• What you have to do: Please copy each line below that contains the word "glasses".

• Data supplied:
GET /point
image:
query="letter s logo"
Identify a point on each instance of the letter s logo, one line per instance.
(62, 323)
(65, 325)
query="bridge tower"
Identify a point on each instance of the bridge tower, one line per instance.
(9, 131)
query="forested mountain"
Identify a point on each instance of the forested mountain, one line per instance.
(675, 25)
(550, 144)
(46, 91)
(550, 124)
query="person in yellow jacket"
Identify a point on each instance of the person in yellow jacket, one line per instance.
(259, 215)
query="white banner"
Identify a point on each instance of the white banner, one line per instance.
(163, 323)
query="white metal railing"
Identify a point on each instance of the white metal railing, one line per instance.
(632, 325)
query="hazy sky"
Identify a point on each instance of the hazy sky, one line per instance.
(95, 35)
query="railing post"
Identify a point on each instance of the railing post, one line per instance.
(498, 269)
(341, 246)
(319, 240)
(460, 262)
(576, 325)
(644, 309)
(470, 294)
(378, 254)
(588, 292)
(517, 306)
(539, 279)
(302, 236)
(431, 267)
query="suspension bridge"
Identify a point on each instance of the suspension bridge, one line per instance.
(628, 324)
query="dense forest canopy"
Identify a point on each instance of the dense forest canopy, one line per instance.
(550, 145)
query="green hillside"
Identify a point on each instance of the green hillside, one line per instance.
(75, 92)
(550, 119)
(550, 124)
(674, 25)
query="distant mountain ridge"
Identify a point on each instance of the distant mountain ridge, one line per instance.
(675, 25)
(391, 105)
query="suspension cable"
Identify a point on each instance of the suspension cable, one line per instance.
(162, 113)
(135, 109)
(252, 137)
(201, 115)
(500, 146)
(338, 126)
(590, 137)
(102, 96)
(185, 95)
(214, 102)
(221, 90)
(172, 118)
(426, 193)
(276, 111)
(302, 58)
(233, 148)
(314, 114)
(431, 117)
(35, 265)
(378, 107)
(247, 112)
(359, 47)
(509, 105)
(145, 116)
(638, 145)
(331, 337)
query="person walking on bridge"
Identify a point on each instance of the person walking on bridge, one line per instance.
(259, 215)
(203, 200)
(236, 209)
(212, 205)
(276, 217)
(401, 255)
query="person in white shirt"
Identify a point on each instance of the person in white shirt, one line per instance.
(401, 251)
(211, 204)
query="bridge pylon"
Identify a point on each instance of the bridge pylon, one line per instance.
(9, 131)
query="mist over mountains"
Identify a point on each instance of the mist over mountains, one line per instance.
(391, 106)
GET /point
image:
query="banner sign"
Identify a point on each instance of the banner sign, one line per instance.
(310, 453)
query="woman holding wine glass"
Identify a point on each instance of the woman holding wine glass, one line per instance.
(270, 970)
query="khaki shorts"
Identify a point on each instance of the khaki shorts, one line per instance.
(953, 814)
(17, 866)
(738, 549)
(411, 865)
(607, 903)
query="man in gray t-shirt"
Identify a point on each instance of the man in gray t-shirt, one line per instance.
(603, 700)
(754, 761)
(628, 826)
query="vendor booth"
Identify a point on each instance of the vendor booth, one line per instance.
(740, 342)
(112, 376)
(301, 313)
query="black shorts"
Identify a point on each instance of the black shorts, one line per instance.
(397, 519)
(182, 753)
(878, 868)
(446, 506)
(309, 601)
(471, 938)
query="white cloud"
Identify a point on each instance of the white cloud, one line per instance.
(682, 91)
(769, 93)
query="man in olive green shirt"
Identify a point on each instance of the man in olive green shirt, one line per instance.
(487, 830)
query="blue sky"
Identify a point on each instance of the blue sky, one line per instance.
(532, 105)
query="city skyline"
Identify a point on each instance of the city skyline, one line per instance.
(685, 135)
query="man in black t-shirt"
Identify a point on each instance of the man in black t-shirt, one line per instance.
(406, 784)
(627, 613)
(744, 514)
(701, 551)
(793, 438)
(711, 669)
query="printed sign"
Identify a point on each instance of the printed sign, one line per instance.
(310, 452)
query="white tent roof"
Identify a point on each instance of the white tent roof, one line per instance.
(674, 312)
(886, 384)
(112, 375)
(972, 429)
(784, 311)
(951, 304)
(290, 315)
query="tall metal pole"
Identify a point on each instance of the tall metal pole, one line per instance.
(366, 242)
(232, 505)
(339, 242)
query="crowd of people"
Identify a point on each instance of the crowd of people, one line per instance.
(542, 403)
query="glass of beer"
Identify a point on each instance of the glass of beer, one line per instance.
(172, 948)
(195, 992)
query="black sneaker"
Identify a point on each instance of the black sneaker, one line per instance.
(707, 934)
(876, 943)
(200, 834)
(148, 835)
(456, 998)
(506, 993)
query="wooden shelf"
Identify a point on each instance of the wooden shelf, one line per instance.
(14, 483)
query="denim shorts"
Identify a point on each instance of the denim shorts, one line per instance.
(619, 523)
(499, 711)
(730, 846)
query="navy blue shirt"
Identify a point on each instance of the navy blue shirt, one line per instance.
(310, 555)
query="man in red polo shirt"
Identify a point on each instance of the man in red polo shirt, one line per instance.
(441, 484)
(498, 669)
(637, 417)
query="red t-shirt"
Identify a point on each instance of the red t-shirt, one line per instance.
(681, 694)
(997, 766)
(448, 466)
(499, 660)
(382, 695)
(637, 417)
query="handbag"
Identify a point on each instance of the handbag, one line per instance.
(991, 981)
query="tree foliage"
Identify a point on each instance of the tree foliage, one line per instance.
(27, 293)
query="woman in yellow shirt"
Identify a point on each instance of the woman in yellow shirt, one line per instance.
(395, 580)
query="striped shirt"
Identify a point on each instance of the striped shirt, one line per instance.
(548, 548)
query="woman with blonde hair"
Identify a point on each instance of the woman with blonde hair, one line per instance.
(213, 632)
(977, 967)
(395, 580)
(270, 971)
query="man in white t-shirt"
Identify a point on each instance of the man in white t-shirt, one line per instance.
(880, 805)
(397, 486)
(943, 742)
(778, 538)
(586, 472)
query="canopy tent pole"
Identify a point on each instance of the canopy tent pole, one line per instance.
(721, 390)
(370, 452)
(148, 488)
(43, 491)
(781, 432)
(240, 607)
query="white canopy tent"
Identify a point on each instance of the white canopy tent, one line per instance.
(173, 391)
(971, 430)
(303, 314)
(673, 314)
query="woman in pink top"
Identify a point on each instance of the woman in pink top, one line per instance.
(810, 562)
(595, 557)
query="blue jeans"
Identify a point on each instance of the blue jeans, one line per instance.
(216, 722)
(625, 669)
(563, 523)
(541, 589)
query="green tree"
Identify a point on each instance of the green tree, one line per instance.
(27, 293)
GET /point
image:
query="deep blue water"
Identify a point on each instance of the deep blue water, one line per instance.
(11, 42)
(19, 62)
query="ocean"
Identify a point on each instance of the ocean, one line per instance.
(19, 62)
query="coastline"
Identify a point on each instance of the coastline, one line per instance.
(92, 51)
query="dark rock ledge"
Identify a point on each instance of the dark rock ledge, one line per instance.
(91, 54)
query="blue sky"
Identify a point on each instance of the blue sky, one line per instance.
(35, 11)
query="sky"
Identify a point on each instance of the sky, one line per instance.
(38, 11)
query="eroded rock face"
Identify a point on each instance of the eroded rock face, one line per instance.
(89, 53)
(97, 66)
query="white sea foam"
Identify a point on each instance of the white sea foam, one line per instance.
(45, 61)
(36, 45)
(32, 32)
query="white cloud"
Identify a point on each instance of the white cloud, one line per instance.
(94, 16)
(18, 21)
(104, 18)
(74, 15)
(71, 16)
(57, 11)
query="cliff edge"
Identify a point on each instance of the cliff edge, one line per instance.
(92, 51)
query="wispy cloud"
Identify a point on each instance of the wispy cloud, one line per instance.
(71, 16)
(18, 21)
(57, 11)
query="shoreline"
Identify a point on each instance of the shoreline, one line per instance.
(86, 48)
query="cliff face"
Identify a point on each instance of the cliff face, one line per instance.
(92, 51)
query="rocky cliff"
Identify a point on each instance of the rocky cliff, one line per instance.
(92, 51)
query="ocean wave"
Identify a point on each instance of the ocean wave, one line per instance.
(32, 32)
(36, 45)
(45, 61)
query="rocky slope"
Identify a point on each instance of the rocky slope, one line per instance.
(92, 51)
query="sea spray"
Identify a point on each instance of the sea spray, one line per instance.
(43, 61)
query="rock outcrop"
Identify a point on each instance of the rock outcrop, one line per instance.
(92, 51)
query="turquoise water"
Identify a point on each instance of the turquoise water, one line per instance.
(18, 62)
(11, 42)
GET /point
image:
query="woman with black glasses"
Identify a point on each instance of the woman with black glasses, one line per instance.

• Solution for this task:
query="woman with black glasses"
Identify a point on each instance of the woman with black glasses, one line per instance.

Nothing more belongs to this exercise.